• **Source text**:
****
Finding Happiness on a Small Organic Vegetable Farm
Farming includes a good measure of capriciousness. The farmer walks into the fields to bring to the land a human purpose: growing food for human consumption. Organic farming includes the work of disciplining this human purpose within the ecological character of the land. The capriciousness lies in the way this ecological character includes great variations in weather and flora and fauna: can the organic farmer adapt and prosper as must all other members of the land community? Insects, weeds, and weather all conspire to dash the best of winter plans. The problem is not simply economic. The willing of the farmer to confront the varying forces of weather, weed, and insect create spiritual as well as economic challenges.
So how does a farmer stay happy, or, remain
energetic and filled with a sense of meaning and purpose? I appreciate the opportunity to say, without
argument, that we humans do not create our own meaning or happiness. I disagree with Jean-Paul Sartre. To enjoy meaning and happiness, all of us
need to experience something which provisions it. We choose what we take from the environment, but meaning and happiness
are found in the environment, not made by individuals. Sometimes, however, the environment seems
discouraging.
But not fundamentally so, I think, not even for
farmers.. A great contribution of the
Christian religion remains its attention to the psychology of happiness, and
for me, its most significant insight is found in Matthew 7: 19-22
Do not lay up for yourselves treasures on earth,
where month and rust consume and where thieves break in and steal, but lay up
for yourselves treasures in heaven, where neither moth nor rust consumes and
where thieves do not break in and steal.
For where your treasure is, there will your heart be also
I admit that I don't believe in the Christian
heaven, but the statement stands as a reminder to think carefully about what in
your environment makes you happy, farmer or not. Alas the good farmer who found meaning and happiness in the
abundance of sweet strawberries, the gentle perfume of ripe melons, the swirled
red and orange of heirloom tomatoes!
****
• **Material**:
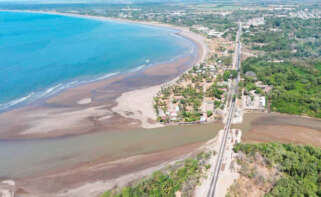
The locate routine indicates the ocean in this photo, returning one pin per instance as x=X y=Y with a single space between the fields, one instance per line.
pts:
x=43 y=54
****
• **Short exercise**:
Revise the text on organic farming, starting at "But not fundamentally" and ending at "in and steal.", so that "rust" becomes "decay". The material bears no relation to the text on organic farming.

• **Expected answer**:
But not fundamentally so, I think, not even for
farmers.. A great contribution of the
Christian religion remains its attention to the psychology of happiness, and
for me, its most significant insight is found in Matthew 7: 19-22
Do not lay up for yourselves treasures on earth,
where month and decay consume and where thieves break in and steal, but lay up
for yourselves treasures in heaven, where neither moth nor decay consumes and
where thieves do not break in and steal.